::: INPUT RECORDS :::

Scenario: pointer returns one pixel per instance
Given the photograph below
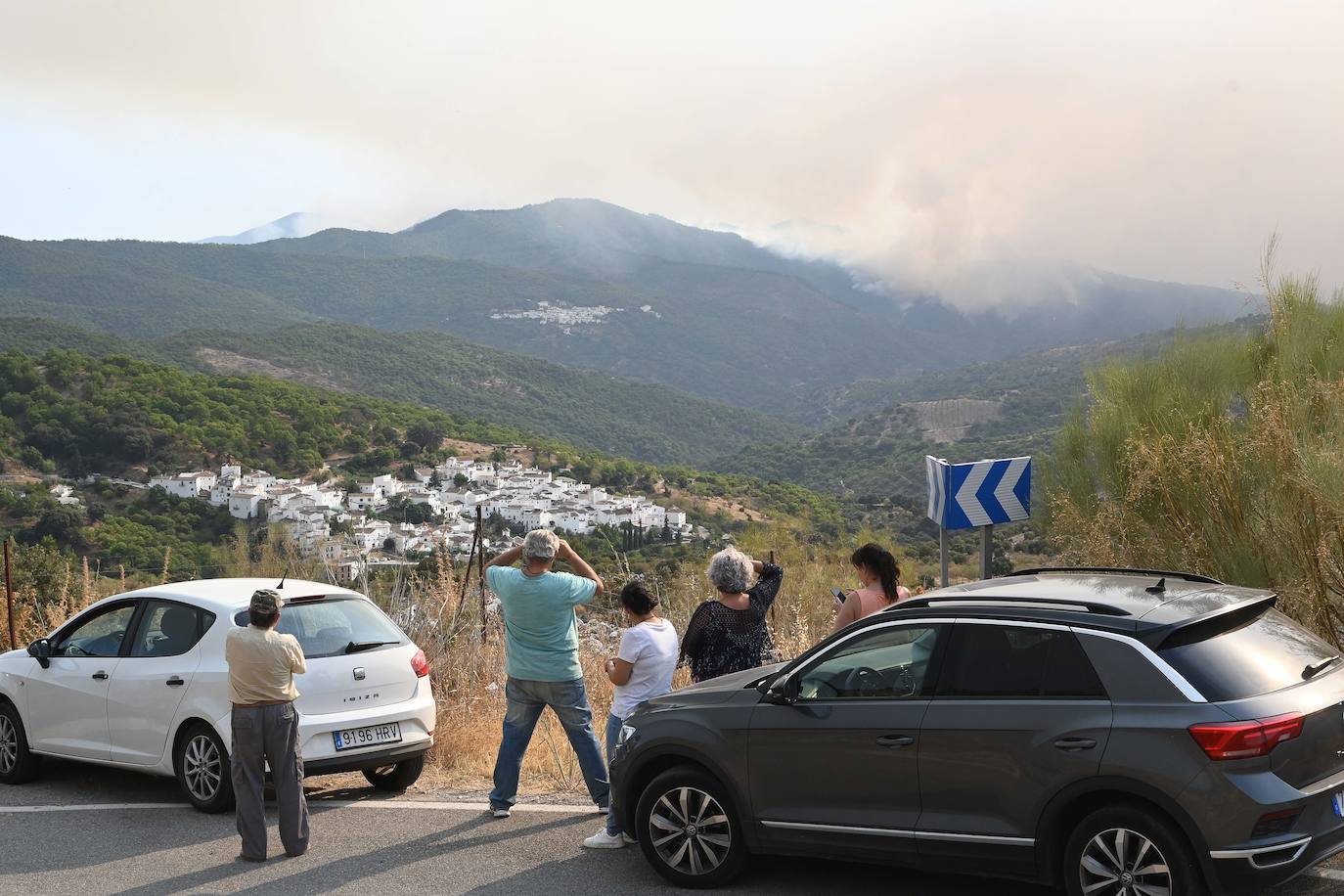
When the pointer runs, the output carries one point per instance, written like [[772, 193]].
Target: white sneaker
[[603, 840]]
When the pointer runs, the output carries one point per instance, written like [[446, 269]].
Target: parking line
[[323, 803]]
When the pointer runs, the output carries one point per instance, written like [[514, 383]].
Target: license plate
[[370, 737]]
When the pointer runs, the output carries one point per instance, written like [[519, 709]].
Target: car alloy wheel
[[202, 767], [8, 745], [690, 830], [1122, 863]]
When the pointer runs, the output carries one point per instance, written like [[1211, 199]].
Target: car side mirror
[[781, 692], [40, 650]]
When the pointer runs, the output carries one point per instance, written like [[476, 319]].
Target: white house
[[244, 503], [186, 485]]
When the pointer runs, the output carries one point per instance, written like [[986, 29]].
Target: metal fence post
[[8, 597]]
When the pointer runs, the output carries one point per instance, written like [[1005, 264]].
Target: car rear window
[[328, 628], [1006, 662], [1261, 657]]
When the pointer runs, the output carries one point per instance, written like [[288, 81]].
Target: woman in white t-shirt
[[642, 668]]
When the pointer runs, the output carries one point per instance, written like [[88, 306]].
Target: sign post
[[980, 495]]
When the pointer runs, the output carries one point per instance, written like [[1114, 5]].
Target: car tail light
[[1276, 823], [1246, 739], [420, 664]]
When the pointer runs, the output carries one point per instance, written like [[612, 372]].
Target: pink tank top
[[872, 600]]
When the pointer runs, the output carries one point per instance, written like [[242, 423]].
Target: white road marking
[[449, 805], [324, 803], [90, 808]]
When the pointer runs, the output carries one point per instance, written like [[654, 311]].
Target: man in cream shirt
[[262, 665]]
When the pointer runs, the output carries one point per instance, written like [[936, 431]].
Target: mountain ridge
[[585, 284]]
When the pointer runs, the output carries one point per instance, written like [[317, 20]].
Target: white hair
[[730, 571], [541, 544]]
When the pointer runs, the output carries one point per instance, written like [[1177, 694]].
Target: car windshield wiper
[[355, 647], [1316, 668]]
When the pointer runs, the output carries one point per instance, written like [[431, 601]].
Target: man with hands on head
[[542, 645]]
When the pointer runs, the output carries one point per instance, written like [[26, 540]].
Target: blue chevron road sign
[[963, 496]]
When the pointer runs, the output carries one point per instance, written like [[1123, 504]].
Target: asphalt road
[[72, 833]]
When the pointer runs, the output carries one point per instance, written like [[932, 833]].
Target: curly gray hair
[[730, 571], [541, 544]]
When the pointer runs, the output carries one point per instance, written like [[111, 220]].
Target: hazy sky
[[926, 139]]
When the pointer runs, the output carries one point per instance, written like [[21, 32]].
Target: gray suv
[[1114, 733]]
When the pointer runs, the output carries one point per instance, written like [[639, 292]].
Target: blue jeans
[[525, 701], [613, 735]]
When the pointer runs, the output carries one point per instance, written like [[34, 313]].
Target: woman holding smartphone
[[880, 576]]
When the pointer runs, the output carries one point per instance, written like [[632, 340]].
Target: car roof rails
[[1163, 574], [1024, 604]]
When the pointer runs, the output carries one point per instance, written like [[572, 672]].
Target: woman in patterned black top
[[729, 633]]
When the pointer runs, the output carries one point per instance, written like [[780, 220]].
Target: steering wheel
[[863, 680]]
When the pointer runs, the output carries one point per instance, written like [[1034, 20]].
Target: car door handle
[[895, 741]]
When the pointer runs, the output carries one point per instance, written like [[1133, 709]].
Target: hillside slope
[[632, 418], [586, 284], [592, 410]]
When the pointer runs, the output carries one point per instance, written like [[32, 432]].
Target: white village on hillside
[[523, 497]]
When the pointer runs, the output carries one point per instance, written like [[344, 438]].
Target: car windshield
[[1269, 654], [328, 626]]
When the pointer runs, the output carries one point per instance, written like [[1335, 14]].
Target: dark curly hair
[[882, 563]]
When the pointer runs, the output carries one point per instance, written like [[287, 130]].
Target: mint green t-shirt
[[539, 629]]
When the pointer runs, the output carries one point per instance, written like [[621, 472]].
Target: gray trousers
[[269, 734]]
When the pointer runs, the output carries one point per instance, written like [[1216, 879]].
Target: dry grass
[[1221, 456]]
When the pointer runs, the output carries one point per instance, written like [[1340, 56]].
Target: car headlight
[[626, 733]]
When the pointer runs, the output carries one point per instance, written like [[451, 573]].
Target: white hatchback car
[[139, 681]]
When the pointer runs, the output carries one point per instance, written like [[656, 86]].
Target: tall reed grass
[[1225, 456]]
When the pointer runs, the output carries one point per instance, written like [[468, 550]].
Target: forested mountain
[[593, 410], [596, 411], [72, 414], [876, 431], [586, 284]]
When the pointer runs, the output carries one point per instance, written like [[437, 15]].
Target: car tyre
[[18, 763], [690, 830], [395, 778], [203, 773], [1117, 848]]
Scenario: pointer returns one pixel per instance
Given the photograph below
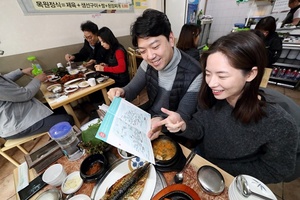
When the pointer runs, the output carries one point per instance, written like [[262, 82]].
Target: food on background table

:::

INSTRUCTIONS TO FOLLOW - Given the records above, restate word for word only the lines starting at the one with "Target: car windshield wiper" and ending at the one with "like [[111, 220]].".

ANSWER AREA -
Target: car windshield wiper
[[355, 647], [1316, 668]]
When the pointer runs, the output carries one point per instance, written like [[431, 601]].
Target: man with hands on head
[[542, 645]]
When the pointer runs, the output carries one point per instance, written like [[26, 540]].
Target: blue chevron road sign
[[963, 496]]
When the pointer runs, the output carries one point per instance, written like [[1123, 504]].
Target: asphalt road
[[72, 833]]
When the pointer runs, the output carries one point per instance, written like [[932, 833]].
Target: curly gray hair
[[730, 571], [541, 544]]
When the pointer runs, the output carries one point per instance, written like [[111, 220]].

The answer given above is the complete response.